What to do:
**A.** Can you reproduce the passage of the English Whisky Guild page starting with "- Promote and" and going on through "for whisky drinkers.", word for word?
**B.** Write out the lines of the records starting with the line with "Where can the tall" and going on through the line with "column 556, row 75", unchanged and with nothing else.

Text shown:
====================
English Whisky Guild
- Abbreviation: EWG
- Formation: (active: 18 May 2022; 4 years ago)
- Type: Membership organisation
- Legal status: Non profit organisation (Limited Company)
- Headquarters: Registered Office 17 Walkergate, Berwick Upon Tweed, TD15 1DJ
- Origins: England
- Products: English whisky
- Members: Members 27 (50 distilleries) Associate members 12 Board members 14
- CEO: Morag Garden
- Chairman: Dan Szor
- Affiliations: British Distillers Alliance
- Website: www.englishwhiskyguild.com

= English Whisky Guild =

Trade association for English whisky

The English Whisky Guild (EWG) is a membership organisation that promotes and protects English whisky.

== Purpose and ambition ==

=== Purpose ===
The purpose of the English Whisky Guild is to:

- Promote and protect English Whisky including its diversity and flavour
- Offer support to producers and consumers
- Ensure high standards for English whisky across the industry in England

=== Ambition ===
The English Whisky Guild have stated that their primary ambition is to get English whisky recognised globally as a respected choice for whisky drinkers.

== Membership ==
As of 23 April 2023 The English Whisky Guild consisted of 26 members including:

=== Current Distillery Members ===

No: Name of Distillery; Established; Location; Region; Joined; Founder/New; Cite
1.: Adnams Plc (Copper House); 2010; Southwold; East of England; May 18, 2022; Founder
2.: Cooper King Distillery; 2009; York; Yorkshire and the Humber
3.: Ad Gefrin Distillery; 2022; Wooler; North East
4.: Copper Rivet Distillery; 2017; Chatham; South East
5.: Cotswolds Distillery; 2014; Stourton; West Mislands
6.: East London Liquor Co.; 2014; London; London
7.: Henstone Distillery; 2017; Welshpool; West Midlands
8.: Spirit of Yorkshire Distillery
9.: The English Distillery; 2006; Roundham; East of England
10.: The Lakes Distillery; 2014; Setmurthy; North West
11.: Fielden; 2017; Southwold; East of England
12.: Wharf Distillery; 2015; Towchester; East Midlands
13: White Peak Distillery; 2018; Ambergate; East Midlands
14.: Whittaker's Distillery; 2019; Harrogate; Yorkshire and the Humber
15.: Ellers Farm Distillery; 2022; Stamford Bridges; Yorkshire and the Humber; New
16.: Elsham Wold Distillery
17.: Grasmere Distillery; 2024; Grasmere; North West
18.: Lancaster Spirits Co; 2024; Lancaster; North West
19.: Ludlow Distillery; 2014; Craven Arms; West Midlands
20.: Retribution Distilling Co; 2021; Frome; South West
21.: Spirit of the Downs; 2025; Haywards Heath; South East
22.: Spirit of Manchester Distillery; 2022; Manchester; North West
23.: Ten Hides Diatillery; 2024; Melksham; South West
24.: Trevethan Distillery; 2023; Plymouth; South West
25.: Wight Whisky; 2024; Isle of Wight; South East
26.: West Midlands Distillery; 2021; Rowley Rigis; West Midlands
27.: Witchmark Distilliery; 2024; Salisbury; South West

=== Current Associate Members ===

| No | Name of Distillery | Cite |
| 1. | Briggs of Burton |  |
| 2. | Catalyst Bottle ERP |
| 3. | Close Brothers |
| 4. | Contagious |
| 5. | Crisp Malt |
| 6. | Forsyths |
| 7. | Howden |
| 8. | Lallemand |
| 9. | Masthouse |
| 10. | Simpson Malt Ltd |
| 11. | Rankins Brothers and Sons |
| 12. | Urban Bar |

The first meeting of the English Whisky Guild was on 18 June 2021.
====================
Material for this task:
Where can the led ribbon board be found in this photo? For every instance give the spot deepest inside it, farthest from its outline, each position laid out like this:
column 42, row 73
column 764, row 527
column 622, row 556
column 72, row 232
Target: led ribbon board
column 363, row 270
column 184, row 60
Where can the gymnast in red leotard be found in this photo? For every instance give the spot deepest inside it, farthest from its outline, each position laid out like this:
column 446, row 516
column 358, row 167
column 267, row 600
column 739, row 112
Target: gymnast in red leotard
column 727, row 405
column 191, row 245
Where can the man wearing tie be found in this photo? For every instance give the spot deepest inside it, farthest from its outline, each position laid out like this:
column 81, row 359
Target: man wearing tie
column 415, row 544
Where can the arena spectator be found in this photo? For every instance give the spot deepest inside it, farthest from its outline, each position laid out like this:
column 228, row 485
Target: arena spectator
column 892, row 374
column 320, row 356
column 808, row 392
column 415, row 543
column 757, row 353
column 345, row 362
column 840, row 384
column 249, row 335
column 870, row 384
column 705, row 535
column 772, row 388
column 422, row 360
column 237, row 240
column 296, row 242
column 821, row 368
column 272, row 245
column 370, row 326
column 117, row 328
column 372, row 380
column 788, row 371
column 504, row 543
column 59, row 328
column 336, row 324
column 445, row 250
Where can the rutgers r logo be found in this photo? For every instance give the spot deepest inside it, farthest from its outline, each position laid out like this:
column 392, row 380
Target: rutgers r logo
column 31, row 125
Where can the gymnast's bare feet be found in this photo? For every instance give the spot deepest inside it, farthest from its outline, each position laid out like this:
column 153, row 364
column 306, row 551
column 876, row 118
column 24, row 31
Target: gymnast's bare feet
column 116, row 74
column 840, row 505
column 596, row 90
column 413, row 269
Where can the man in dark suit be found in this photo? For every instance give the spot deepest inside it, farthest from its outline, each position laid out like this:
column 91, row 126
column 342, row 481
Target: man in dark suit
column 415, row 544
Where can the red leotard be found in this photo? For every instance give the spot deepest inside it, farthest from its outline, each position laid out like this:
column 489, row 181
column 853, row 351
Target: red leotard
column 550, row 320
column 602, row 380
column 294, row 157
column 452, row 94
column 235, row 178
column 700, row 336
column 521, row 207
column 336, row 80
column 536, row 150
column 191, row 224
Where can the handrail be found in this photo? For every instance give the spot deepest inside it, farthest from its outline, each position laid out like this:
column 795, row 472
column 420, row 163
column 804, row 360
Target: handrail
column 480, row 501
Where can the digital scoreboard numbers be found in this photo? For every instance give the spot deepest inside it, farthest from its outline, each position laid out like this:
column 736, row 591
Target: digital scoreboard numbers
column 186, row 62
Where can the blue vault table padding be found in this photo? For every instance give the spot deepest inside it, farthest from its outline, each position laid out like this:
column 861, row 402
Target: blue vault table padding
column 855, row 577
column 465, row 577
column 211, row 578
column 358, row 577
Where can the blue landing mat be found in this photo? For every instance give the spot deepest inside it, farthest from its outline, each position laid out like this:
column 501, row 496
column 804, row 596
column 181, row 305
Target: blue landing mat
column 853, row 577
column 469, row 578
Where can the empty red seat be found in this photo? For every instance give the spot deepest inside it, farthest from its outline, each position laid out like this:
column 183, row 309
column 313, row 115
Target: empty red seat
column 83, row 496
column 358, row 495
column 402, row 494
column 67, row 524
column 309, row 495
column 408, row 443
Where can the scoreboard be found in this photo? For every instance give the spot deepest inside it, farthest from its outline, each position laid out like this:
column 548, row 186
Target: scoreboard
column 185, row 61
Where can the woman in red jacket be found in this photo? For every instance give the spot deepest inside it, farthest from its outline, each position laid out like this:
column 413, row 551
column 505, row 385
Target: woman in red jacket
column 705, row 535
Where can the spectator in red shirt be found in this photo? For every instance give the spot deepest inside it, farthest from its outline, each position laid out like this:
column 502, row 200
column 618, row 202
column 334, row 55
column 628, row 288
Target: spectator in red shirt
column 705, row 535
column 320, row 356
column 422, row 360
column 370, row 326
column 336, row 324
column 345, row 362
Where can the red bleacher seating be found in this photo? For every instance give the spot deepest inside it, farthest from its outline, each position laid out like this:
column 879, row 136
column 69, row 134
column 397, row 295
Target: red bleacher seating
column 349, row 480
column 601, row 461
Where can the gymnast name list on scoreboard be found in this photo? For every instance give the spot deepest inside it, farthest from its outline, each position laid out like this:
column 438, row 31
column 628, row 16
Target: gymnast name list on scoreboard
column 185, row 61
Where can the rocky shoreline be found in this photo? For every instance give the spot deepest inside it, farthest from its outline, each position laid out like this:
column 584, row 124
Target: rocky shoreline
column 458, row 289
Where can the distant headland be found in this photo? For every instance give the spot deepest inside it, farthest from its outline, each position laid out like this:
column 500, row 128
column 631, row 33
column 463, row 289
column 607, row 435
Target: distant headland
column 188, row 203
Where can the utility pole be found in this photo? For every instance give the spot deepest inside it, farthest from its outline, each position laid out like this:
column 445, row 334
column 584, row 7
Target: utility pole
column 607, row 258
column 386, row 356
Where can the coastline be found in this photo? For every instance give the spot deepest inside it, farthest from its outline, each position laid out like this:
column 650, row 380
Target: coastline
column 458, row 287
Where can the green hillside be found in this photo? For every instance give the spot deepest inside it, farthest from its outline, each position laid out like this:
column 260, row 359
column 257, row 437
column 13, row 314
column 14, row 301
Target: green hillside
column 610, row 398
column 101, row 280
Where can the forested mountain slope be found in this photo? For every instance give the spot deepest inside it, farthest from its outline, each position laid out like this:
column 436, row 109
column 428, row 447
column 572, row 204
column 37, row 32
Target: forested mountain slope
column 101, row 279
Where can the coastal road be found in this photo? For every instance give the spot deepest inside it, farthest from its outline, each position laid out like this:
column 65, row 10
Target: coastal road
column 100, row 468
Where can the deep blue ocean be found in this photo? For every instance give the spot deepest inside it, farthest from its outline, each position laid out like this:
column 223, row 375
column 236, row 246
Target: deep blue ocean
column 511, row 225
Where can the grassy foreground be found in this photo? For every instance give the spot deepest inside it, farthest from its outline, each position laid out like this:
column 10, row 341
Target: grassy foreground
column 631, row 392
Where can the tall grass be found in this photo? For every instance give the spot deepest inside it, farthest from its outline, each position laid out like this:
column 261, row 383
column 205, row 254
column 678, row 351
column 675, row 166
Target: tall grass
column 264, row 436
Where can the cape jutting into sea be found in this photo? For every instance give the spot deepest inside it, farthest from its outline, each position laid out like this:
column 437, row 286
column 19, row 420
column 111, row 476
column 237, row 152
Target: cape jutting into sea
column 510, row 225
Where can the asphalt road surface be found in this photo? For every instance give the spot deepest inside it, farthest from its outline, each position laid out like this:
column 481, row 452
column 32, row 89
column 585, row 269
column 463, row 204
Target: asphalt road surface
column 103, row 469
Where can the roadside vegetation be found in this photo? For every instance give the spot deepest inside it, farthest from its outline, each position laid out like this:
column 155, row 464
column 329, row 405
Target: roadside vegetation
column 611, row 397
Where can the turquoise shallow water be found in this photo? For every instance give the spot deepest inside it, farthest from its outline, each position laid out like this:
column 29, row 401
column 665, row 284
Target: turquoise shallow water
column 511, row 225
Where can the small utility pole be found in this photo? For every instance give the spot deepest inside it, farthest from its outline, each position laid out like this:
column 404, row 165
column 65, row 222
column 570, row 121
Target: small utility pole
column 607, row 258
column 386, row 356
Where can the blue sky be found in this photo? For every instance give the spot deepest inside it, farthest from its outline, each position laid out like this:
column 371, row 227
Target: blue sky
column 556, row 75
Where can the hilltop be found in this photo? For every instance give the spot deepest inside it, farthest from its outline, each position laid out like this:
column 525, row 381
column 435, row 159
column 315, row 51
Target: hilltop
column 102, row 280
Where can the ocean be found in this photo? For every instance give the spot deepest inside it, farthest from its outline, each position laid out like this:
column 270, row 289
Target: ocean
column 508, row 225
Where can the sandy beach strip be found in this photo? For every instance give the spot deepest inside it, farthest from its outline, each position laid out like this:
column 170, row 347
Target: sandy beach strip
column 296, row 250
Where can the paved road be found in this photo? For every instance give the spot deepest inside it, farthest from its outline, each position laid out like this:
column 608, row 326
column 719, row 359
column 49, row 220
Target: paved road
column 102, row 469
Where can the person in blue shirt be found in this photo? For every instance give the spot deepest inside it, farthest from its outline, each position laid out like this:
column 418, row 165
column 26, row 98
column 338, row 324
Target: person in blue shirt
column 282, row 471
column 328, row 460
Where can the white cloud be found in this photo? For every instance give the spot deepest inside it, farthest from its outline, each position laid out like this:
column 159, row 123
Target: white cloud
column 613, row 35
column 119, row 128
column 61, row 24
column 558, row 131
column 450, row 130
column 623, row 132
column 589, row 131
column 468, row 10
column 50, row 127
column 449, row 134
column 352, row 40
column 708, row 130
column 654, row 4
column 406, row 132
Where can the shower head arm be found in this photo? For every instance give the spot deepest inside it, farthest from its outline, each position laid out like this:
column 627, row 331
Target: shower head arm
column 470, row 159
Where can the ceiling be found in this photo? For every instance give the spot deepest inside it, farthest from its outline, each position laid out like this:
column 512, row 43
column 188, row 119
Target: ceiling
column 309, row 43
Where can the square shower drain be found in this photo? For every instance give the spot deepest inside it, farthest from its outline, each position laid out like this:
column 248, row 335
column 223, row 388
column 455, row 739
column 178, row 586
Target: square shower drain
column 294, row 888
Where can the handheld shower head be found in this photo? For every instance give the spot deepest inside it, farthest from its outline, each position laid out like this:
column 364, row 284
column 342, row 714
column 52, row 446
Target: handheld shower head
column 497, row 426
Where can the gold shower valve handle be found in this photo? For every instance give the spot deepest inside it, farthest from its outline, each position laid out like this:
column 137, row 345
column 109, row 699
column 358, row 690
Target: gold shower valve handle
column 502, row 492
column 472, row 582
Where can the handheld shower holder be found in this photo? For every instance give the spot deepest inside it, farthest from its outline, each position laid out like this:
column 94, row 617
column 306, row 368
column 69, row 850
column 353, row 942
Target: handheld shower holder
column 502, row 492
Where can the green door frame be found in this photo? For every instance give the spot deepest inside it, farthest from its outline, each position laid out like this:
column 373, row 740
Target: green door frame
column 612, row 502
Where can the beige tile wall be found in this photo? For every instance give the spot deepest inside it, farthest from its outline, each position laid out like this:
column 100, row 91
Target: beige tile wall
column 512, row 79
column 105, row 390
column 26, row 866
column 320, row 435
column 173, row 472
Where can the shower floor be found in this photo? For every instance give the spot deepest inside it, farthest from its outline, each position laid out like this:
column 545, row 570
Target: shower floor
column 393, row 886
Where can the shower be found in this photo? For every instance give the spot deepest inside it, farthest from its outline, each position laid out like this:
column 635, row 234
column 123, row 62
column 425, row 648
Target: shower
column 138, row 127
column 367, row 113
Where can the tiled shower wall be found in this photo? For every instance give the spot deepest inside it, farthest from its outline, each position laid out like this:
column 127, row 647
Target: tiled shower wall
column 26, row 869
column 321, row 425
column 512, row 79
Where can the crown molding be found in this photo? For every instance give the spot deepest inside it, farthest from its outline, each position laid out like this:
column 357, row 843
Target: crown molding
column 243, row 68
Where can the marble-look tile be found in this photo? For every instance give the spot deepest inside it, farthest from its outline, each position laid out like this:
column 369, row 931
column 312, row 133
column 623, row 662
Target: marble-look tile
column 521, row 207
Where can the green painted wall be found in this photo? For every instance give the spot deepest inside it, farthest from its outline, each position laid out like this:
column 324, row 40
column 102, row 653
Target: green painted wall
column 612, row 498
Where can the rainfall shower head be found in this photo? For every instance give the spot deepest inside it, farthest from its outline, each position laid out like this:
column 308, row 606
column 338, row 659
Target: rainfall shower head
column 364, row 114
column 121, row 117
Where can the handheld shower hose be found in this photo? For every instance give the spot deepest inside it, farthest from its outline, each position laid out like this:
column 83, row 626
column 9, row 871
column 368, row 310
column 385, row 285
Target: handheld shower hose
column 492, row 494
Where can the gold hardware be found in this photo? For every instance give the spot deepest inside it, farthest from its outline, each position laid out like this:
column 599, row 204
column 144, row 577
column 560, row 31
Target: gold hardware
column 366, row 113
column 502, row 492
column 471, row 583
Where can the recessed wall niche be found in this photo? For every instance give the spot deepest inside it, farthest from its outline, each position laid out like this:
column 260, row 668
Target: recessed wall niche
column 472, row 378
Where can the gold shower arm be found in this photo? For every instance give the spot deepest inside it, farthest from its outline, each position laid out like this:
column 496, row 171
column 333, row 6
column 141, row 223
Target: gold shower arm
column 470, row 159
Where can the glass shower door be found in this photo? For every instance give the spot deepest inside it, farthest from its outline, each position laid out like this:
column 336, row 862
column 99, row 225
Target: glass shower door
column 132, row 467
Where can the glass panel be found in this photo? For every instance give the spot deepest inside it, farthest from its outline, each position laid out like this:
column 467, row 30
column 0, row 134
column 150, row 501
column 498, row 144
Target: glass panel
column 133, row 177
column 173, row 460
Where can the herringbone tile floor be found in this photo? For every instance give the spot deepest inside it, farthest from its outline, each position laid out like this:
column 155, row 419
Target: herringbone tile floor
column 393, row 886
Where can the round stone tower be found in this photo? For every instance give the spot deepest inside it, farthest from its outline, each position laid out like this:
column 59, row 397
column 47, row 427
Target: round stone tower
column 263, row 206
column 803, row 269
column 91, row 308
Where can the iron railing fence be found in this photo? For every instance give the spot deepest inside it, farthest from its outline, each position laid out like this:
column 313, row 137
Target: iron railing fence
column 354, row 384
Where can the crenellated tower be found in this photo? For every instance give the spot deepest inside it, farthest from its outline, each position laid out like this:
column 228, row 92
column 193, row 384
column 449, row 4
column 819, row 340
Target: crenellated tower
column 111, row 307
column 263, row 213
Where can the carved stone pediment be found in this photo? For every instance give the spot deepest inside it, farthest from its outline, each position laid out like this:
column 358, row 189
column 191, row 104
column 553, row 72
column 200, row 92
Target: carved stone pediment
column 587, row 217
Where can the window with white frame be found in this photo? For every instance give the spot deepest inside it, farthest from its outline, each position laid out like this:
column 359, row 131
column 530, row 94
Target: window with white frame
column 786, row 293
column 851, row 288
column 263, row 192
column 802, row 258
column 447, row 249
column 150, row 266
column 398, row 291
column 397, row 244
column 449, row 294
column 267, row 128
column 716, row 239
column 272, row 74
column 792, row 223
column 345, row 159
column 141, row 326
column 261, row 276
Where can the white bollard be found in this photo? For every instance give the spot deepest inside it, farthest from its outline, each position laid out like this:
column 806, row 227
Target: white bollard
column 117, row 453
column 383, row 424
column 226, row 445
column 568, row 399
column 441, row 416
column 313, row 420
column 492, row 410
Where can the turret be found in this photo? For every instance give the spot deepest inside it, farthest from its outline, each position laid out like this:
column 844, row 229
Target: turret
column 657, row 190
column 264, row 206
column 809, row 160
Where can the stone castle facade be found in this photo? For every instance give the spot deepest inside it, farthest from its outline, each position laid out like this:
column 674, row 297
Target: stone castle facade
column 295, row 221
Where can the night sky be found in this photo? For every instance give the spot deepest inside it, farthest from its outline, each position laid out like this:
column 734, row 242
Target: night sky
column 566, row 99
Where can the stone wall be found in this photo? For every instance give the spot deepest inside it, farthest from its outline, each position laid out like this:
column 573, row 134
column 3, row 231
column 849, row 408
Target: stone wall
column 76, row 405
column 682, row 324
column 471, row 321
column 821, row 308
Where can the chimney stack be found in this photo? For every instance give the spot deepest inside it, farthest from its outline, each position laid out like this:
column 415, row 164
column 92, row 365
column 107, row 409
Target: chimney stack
====================
Answers per task:
**A.**
- Promote and protect English Whisky including its diversity and flavour
- Offer support to producers and consumers
- Ensure high standards for English whisky across the industry in England

=== Ambition ===
The English Whisky Guild have stated that their primary ambition is to get English whisky recognised globally as a respected choice for whisky drinkers.

**B.**
Where can the tall grass be found in this photo? For every instance give the spot deepest inside it, farthest from its outline, each position laid out like this:
column 261, row 383
column 205, row 254
column 678, row 351
column 675, row 166
Target: tall grass
column 264, row 436
Where can the cape jutting into sea be found in this photo? For every instance give the spot deepest inside it, farthest from its outline, each position laid out like this:
column 437, row 286
column 19, row 420
column 111, row 476
column 237, row 152
Target: cape jutting into sea
column 510, row 225
Where can the asphalt road surface be found in this photo? For every instance give the spot deepest inside it, farthest from its outline, each position laid out like this:
column 481, row 452
column 32, row 89
column 585, row 269
column 463, row 204
Target: asphalt road surface
column 103, row 469
Where can the roadside vegetation be found in this photo? For every instance give the spot deepest inside it, farthest from its outline, each position laid out like this:
column 155, row 464
column 329, row 405
Target: roadside vegetation
column 611, row 397
Where can the turquoise shallow water be found in this photo? For every instance give the spot deepest inside it, farthest from its outline, each position laid out like this:
column 29, row 401
column 665, row 284
Target: turquoise shallow water
column 511, row 225
Where can the small utility pole be found in this photo? For every instance give the spot deepest inside it, farthest from its outline, each position laid out like this:
column 404, row 165
column 65, row 222
column 570, row 121
Target: small utility pole
column 607, row 258
column 386, row 356
Where can the blue sky be found in this photo? For every instance give the spot deepest inside it, farthest from its outline, each position laid out like this:
column 371, row 227
Target: blue sky
column 556, row 75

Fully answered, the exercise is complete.